■ Description of the task
Drop the pictures, then extract the listing word for word.

::::

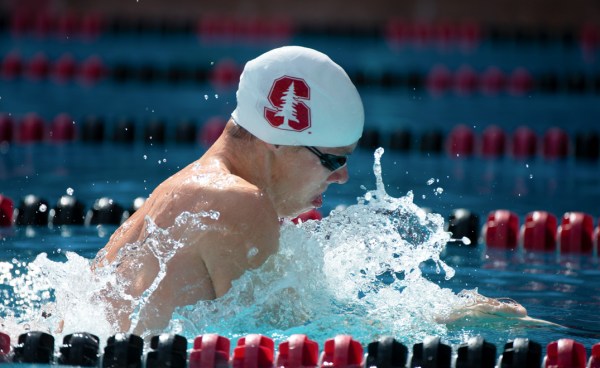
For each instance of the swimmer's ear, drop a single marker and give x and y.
(272, 147)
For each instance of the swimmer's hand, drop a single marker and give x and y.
(483, 310)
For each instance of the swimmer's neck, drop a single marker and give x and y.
(250, 160)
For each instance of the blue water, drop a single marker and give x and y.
(561, 289)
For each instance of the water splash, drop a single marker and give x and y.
(356, 271)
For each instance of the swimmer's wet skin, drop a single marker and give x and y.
(259, 171)
(288, 99)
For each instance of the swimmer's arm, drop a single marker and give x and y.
(249, 234)
(486, 310)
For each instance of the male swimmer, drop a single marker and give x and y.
(298, 117)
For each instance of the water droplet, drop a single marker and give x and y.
(252, 252)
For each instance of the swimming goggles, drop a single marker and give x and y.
(331, 162)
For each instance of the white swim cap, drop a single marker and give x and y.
(297, 96)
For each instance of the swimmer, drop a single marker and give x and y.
(298, 117)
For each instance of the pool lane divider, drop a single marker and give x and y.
(224, 75)
(298, 351)
(555, 144)
(540, 231)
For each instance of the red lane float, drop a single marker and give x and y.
(342, 352)
(6, 128)
(6, 211)
(298, 352)
(313, 214)
(253, 351)
(565, 353)
(524, 143)
(575, 233)
(493, 142)
(501, 229)
(210, 351)
(555, 144)
(538, 233)
(31, 129)
(461, 141)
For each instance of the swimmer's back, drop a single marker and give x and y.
(238, 229)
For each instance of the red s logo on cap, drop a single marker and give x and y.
(287, 110)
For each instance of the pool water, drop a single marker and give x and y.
(374, 296)
(562, 289)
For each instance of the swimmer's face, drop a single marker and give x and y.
(306, 176)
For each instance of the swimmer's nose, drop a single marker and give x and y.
(339, 176)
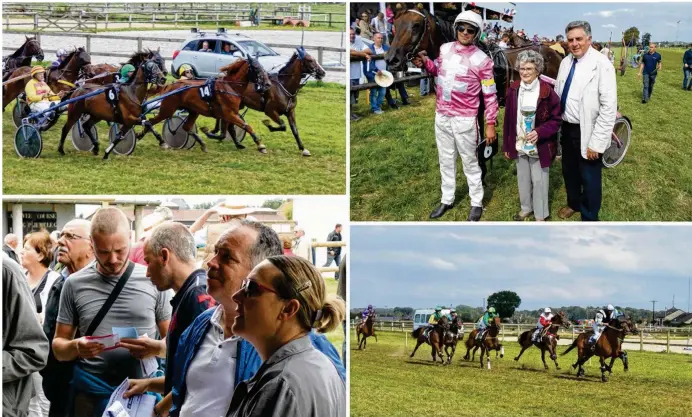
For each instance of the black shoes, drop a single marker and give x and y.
(440, 210)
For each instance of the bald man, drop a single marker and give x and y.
(139, 305)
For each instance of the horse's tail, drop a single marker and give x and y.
(572, 346)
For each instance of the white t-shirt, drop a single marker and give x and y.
(211, 376)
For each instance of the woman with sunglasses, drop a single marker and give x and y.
(281, 301)
(464, 74)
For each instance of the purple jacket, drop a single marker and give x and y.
(548, 120)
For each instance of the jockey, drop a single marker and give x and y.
(464, 78)
(484, 321)
(544, 320)
(185, 72)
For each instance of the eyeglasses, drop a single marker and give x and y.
(70, 236)
(468, 29)
(252, 288)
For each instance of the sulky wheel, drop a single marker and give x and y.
(125, 146)
(80, 140)
(27, 141)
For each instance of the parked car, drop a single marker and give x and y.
(206, 53)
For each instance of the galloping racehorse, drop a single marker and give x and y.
(366, 329)
(489, 342)
(609, 345)
(435, 338)
(548, 339)
(282, 97)
(221, 100)
(124, 107)
(22, 57)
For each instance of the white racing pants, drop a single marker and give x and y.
(458, 135)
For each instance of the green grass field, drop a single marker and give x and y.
(223, 170)
(395, 173)
(385, 382)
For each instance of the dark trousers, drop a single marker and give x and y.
(649, 81)
(582, 177)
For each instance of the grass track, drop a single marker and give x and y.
(395, 174)
(385, 382)
(223, 170)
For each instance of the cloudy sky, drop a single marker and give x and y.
(422, 266)
(659, 19)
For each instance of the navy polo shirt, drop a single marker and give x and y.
(188, 303)
(650, 61)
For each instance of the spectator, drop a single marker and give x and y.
(74, 254)
(24, 346)
(238, 250)
(279, 304)
(588, 115)
(536, 149)
(170, 253)
(651, 63)
(10, 246)
(139, 304)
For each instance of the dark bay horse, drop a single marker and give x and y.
(126, 111)
(62, 78)
(366, 329)
(282, 98)
(435, 338)
(548, 339)
(490, 341)
(609, 345)
(22, 56)
(224, 95)
(452, 337)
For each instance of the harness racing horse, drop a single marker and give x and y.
(59, 79)
(488, 342)
(608, 345)
(282, 98)
(435, 338)
(118, 104)
(366, 329)
(222, 98)
(548, 339)
(452, 337)
(22, 57)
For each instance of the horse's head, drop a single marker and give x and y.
(411, 35)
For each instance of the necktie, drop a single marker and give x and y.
(565, 91)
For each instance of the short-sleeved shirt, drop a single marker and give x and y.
(189, 302)
(139, 305)
(650, 62)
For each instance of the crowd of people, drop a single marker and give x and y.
(242, 337)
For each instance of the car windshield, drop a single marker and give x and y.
(255, 48)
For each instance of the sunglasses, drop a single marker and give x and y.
(252, 288)
(468, 29)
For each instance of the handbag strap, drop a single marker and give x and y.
(111, 299)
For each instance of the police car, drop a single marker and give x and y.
(221, 49)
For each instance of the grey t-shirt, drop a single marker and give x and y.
(139, 305)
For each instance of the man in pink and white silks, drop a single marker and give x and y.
(463, 71)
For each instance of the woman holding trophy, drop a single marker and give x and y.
(532, 121)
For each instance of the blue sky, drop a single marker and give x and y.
(659, 19)
(422, 266)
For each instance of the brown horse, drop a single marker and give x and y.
(125, 110)
(62, 78)
(22, 56)
(548, 339)
(435, 338)
(488, 342)
(452, 337)
(224, 95)
(282, 98)
(366, 329)
(608, 345)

::::

■ Task solution
For each instance of the swimmer's ear, drop a single marker and give x and y.
(272, 147)
For each instance of the swimmer's hand, drop a single marker and give x and y.
(483, 310)
For each instance of the swimmer's neck, drop a single marker and give x and y.
(250, 160)
For each instance of the blue water, drop a single marker and give x and y.
(561, 289)
For each instance of the water splash, drop a single marker and give x and y.
(356, 271)
For each instance of the swimmer's wet skin, drop a single marker and give x and y.
(259, 171)
(288, 99)
For each instance of the swimmer's arm, drop a single marker and give x and y.
(249, 234)
(486, 310)
For each instance of the male swimmer, drop a single marker and give x and y.
(298, 117)
For each instance of the water droplet, drop a single marker and give x and y.
(252, 252)
For each instance of the swimming goggles, drop a single marker and give x and y.
(331, 162)
For each instance of the white swim cap, drop a single marker and give x and y.
(297, 96)
For each instance of the swimmer, drop a single marker and give x and y.
(298, 117)
For each instance of the pool lane divider, drop a single marker and give x and y.
(224, 75)
(298, 351)
(555, 144)
(540, 231)
For each instance of the red lane float, drop a single marker and give x and y.
(342, 352)
(6, 128)
(6, 211)
(298, 352)
(313, 214)
(253, 351)
(565, 353)
(524, 143)
(575, 233)
(493, 142)
(501, 229)
(210, 351)
(555, 144)
(538, 233)
(31, 129)
(461, 141)
For each instance of the swimmer's back, drop a single marker and give x and y.
(238, 229)
For each instance of the red s logo on cap, drop a single marker and give x and y.
(287, 110)
For each instance of the pool water, drop a single marker and give x and y.
(374, 296)
(562, 289)
For each instance of the swimmer's face, drop a single marker and give x and y.
(306, 176)
For each instance of the swimmer's nose, drop a single marker and give x and y.
(339, 176)
For each instance of the black shoes, drop a single marker and give x and y.
(440, 210)
For each instance of the bald man, drop a single marker and give x and y.
(139, 305)
For each instance of the horse's tail, drop a single marker and give x and y.
(572, 346)
For each instance of the white t-shirt, drop a single marker and give x and y.
(211, 376)
For each instance of the woman with sunglasses, drop a single marker and give x and y.
(281, 301)
(464, 74)
For each instance of the purple jacket, drop a single marker and give x and y.
(548, 120)
For each instance of the jockey, drop a single marker and give x and y.
(464, 78)
(484, 321)
(544, 320)
(185, 72)
For each instance of the eyeglasses, drop a single marker and give x and y.
(70, 236)
(468, 29)
(252, 288)
For each instance of the sulky wheel, drop a single marker and give x and y.
(125, 146)
(80, 140)
(27, 141)
For each instance of the parked car, drop a single marker and give x and y.
(206, 53)
For each instance of the galloping racehorse, drop a single marker and give x and y.
(366, 329)
(489, 342)
(609, 345)
(435, 338)
(548, 339)
(282, 97)
(221, 100)
(124, 107)
(22, 57)
For each instance of the white racing pants, drop a single marker and give x and y.
(458, 135)
For each instance of the green grass field, drop a single marker and give x and y.
(223, 170)
(395, 173)
(385, 382)
For each instance of the dark trousers, drop a single marker and give x and y.
(649, 81)
(582, 177)
For each instance of the grass track, drop a single marker and give x and y.
(395, 174)
(385, 382)
(223, 170)
For each instance of the cloudy sky, drop a single marker and give x and y.
(422, 266)
(659, 19)
For each instance of the navy polo shirt, drop a single marker and give x and y.
(188, 303)
(650, 61)
For each instance of the spectator, drop a single marker and give x and y.
(74, 254)
(24, 346)
(238, 250)
(279, 304)
(588, 115)
(536, 149)
(170, 253)
(651, 63)
(10, 246)
(139, 304)
For each instance of the dark bay horse, drop a single marker and give x and y.
(126, 111)
(62, 78)
(366, 329)
(282, 98)
(435, 338)
(548, 339)
(490, 341)
(609, 345)
(22, 56)
(224, 95)
(452, 337)
For each instance of the harness racing horse, drop a single marker and give x and y.
(59, 79)
(488, 342)
(608, 345)
(282, 98)
(435, 338)
(118, 104)
(366, 329)
(222, 98)
(548, 339)
(452, 337)
(22, 57)
For each instance of the horse's head, drop a single marker and give x and y.
(411, 35)
For each instance of the necktie, drop a single marker and give x and y.
(565, 91)
For each instance of the short-sleeved shirt, drop a single marker and give x and y.
(189, 302)
(139, 305)
(650, 62)
For each instance of the crowd of people, drop a single marker and give x and y.
(242, 337)
For each instance of the car windshield, drop a single marker and give x and y.
(255, 48)
For each instance of the sunglasses, drop a single marker and give x and y.
(252, 288)
(468, 29)
For each instance of the handbag strap, drop a single marker and give x and y.
(111, 299)
For each instance of the police car, drop a single marker and give x and y.
(221, 49)
For each instance of the grey t-shirt, drop a single marker and give x and y.
(139, 305)
For each instance of the man in pink and white silks, drop a single marker and give x and y.
(463, 71)
For each instance of the woman holding trophy, drop a single marker and give x and y.
(532, 121)
For each instance of the blue sky, drop a single marker and give x and y.
(659, 19)
(422, 266)
For each instance of the brown horse, drop a single marker and give x and y.
(125, 110)
(62, 78)
(22, 56)
(548, 339)
(435, 338)
(488, 342)
(452, 337)
(224, 95)
(282, 98)
(366, 329)
(608, 345)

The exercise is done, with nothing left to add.